Aim: Each record below must be returned exactly as shown.

## Begin Listing

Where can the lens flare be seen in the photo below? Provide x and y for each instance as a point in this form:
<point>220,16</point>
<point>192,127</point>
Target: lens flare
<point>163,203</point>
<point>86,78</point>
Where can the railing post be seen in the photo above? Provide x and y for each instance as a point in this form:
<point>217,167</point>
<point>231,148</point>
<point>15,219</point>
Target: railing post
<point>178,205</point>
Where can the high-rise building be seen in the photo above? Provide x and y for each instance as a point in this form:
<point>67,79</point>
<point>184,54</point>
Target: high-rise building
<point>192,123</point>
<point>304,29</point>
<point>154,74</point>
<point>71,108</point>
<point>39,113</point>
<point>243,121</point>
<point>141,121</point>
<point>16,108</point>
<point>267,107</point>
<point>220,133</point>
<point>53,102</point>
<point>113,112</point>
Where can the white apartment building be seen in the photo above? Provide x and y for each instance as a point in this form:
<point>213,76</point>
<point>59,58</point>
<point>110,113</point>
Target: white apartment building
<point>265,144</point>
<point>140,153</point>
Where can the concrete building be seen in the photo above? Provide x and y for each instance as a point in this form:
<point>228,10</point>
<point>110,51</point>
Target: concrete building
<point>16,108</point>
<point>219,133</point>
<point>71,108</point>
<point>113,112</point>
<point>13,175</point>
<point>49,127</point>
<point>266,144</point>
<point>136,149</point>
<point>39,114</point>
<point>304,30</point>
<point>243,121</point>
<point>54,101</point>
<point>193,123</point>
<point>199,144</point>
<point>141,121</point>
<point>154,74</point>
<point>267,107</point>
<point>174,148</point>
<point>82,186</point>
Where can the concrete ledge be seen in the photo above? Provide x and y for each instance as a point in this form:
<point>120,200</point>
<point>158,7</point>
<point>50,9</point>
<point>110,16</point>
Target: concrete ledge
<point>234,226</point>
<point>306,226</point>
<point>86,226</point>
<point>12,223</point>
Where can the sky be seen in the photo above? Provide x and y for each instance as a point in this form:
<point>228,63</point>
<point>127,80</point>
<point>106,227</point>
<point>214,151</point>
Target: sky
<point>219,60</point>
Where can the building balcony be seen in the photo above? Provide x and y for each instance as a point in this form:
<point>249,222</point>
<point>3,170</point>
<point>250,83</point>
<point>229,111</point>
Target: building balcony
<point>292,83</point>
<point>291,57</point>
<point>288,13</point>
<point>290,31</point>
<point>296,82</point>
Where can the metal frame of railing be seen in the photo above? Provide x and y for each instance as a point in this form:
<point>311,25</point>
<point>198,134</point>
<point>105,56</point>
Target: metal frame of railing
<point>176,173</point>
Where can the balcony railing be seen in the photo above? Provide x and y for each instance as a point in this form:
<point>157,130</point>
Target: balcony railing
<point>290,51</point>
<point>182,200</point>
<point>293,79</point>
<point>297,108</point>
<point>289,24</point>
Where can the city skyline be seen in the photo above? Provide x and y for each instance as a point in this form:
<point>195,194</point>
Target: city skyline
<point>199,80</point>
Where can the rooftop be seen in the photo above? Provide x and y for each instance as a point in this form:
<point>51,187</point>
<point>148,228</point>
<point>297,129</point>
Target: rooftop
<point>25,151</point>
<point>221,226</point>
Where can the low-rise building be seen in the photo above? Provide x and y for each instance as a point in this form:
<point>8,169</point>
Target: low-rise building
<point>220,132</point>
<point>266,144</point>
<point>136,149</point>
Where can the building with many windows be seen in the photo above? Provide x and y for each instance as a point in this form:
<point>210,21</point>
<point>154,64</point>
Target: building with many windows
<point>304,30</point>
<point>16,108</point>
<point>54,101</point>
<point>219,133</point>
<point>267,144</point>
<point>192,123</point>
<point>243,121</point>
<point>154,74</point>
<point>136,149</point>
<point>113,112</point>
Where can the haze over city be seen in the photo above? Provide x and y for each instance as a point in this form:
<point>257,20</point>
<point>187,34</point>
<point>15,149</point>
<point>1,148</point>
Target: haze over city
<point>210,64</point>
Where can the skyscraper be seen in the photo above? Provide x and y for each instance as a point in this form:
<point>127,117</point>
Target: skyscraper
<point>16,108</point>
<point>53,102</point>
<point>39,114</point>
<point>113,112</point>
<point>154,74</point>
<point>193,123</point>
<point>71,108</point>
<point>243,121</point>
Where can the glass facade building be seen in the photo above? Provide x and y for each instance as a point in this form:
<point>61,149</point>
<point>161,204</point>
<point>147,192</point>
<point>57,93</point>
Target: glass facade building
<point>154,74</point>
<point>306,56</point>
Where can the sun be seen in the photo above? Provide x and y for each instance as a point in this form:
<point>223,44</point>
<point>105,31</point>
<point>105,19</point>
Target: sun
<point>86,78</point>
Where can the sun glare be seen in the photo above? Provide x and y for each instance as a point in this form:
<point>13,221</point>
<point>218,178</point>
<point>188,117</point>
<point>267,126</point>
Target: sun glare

## End Listing

Written answer:
Where can the lens flare be seen in the photo below? Provide x and y for each instance as a point in this form:
<point>220,16</point>
<point>192,127</point>
Target: lens flare
<point>163,203</point>
<point>86,78</point>
Where can the railing post be seen in the photo above? Provide x and y for each instance as a point in this form:
<point>217,167</point>
<point>231,148</point>
<point>15,219</point>
Target: railing post
<point>178,205</point>
Where can the high-rise building be seen in the photo above? Provide x and y for each instance as a point in this form:
<point>67,79</point>
<point>184,54</point>
Target: high-rise building
<point>192,123</point>
<point>304,29</point>
<point>154,74</point>
<point>71,108</point>
<point>39,113</point>
<point>243,121</point>
<point>141,121</point>
<point>16,108</point>
<point>267,107</point>
<point>220,133</point>
<point>53,102</point>
<point>113,112</point>
Where can the white apartment building be seen in the photo above? Provide x and y for each instance as a point in this form:
<point>213,76</point>
<point>59,58</point>
<point>110,113</point>
Target: white apartment building
<point>265,144</point>
<point>140,153</point>
Where can the concrete building be seen in the photo above? Provide x and y for each instance as a point in this form:
<point>228,10</point>
<point>110,51</point>
Target: concrete building
<point>16,108</point>
<point>219,133</point>
<point>71,108</point>
<point>113,112</point>
<point>13,175</point>
<point>49,127</point>
<point>266,144</point>
<point>136,149</point>
<point>39,114</point>
<point>304,30</point>
<point>243,121</point>
<point>54,101</point>
<point>193,123</point>
<point>199,144</point>
<point>141,121</point>
<point>154,74</point>
<point>267,107</point>
<point>174,148</point>
<point>82,186</point>
Where can the concrete ledge be seen in the photo above? Provide x and y for each instance as a point in this form:
<point>120,200</point>
<point>158,7</point>
<point>50,9</point>
<point>110,16</point>
Target: concrete ledge
<point>234,226</point>
<point>306,226</point>
<point>86,226</point>
<point>12,223</point>
Where can the sky be seen in the photo above? Provide x and y for each instance as a point in this form:
<point>228,63</point>
<point>127,80</point>
<point>106,227</point>
<point>214,151</point>
Target: sky
<point>219,60</point>
Where can the building balcony be seen in the photo above? Provide x and y for each instance as a point in this form:
<point>249,222</point>
<point>3,170</point>
<point>250,83</point>
<point>229,111</point>
Target: building balcony
<point>292,83</point>
<point>291,57</point>
<point>288,13</point>
<point>290,31</point>
<point>296,82</point>
Where can the metal frame of railing be seen in the photo above? Provide x and y for each instance as a point in this form:
<point>311,25</point>
<point>198,134</point>
<point>105,56</point>
Target: metal frame of railing
<point>176,173</point>
Where can the balcony railing be seen in the photo above? Provide x and y for each instance as a point in this form:
<point>157,130</point>
Target: balcony railing
<point>290,51</point>
<point>182,200</point>
<point>293,79</point>
<point>297,108</point>
<point>289,24</point>
Where can the city skyline be seen in the photo above? Provide x and y for each instance as a point in this form:
<point>195,194</point>
Target: city skyline
<point>199,80</point>
Where can the rooftop be seen in the photo above? Provide x and y for each instance as a point in this form:
<point>51,187</point>
<point>148,228</point>
<point>297,129</point>
Target: rooftop
<point>25,151</point>
<point>221,226</point>
Where can the low-rise building be seen in the photo above? Provide x and y for each instance as a point in this form:
<point>8,169</point>
Target: low-rise building
<point>220,132</point>
<point>266,144</point>
<point>136,149</point>
Where can the building with many windows be seen in the photo above? Provide x and y for each instance as a point in this form:
<point>210,21</point>
<point>154,64</point>
Target: building with many windows
<point>304,30</point>
<point>16,108</point>
<point>54,101</point>
<point>219,133</point>
<point>267,144</point>
<point>192,123</point>
<point>243,121</point>
<point>154,74</point>
<point>136,149</point>
<point>113,112</point>
Where can the haze over city be seen in the photo above? Provide x and y for each instance as a point in this form:
<point>257,20</point>
<point>187,34</point>
<point>15,149</point>
<point>1,148</point>
Target: haze over city
<point>210,64</point>
Where can the skyscraper be seen in the photo above? Provide x and y for each instance as a point in this form:
<point>127,117</point>
Target: skyscraper
<point>16,108</point>
<point>53,102</point>
<point>39,114</point>
<point>113,112</point>
<point>154,74</point>
<point>193,123</point>
<point>71,108</point>
<point>243,121</point>
Where can the glass facade building be seen in the photo above? Provide x and y for each instance as a point in this form:
<point>61,149</point>
<point>161,204</point>
<point>147,192</point>
<point>57,93</point>
Target: glass facade building
<point>154,74</point>
<point>306,56</point>
Where can the sun be seen in the photo above? Provide x and y for each instance as a point in this form:
<point>223,44</point>
<point>105,31</point>
<point>105,19</point>
Target: sun
<point>86,78</point>
Where can the sun glare be seen in the photo above? Provide x and y for each instance as a point in this form:
<point>13,221</point>
<point>218,178</point>
<point>188,117</point>
<point>267,126</point>
Target: sun glare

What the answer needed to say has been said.